Prompt – Take each line below that has "Target" and copy it.

Records for this exercise –
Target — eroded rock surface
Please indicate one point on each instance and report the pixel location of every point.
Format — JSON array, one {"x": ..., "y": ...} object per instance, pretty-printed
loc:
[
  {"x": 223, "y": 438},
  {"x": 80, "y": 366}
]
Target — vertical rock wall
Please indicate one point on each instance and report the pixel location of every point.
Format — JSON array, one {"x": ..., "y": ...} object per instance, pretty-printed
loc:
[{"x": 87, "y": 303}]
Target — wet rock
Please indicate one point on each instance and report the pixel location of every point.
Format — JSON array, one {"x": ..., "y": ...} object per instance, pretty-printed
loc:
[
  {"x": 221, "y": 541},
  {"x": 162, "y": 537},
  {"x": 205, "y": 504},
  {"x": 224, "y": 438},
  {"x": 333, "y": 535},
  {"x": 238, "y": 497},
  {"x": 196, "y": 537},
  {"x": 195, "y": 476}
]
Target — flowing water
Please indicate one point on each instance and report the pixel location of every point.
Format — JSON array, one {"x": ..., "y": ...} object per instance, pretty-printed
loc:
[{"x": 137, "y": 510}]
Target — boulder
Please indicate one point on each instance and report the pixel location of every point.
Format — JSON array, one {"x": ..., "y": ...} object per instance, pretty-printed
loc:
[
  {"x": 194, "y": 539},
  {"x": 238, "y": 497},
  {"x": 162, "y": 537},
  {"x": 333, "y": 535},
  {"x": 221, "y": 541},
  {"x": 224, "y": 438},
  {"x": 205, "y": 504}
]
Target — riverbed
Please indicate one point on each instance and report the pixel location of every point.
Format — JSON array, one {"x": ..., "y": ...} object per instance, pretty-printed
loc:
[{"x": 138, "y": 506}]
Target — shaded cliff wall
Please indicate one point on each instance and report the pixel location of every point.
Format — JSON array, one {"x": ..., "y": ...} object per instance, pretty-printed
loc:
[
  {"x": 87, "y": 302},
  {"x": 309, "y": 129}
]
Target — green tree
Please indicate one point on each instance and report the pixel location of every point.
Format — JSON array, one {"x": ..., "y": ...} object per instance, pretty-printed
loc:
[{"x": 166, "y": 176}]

Task result –
Target — eroded rock surface
Target — vertical rock wall
Target — wet rock
Target — flowing water
Target — boulder
Target — riverbed
Target — shaded cliff wall
Target — green tree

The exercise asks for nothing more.